GOAL: Please copy out all of the data below line for line, without changing a single character.

EXTRACTED ENTRIES:

------------------------------------

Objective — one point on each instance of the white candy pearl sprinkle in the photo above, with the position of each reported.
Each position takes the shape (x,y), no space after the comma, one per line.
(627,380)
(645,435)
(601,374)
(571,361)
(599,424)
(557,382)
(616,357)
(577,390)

------------------------------------

FULL SOLUTION:
Objective — one point on each instance of the white candy pearl sprinkle in the photo above, with the position of each reported.
Each position takes the shape (x,y), no space after the comma, one per line.
(627,380)
(645,435)
(601,374)
(571,361)
(599,424)
(557,382)
(616,357)
(577,390)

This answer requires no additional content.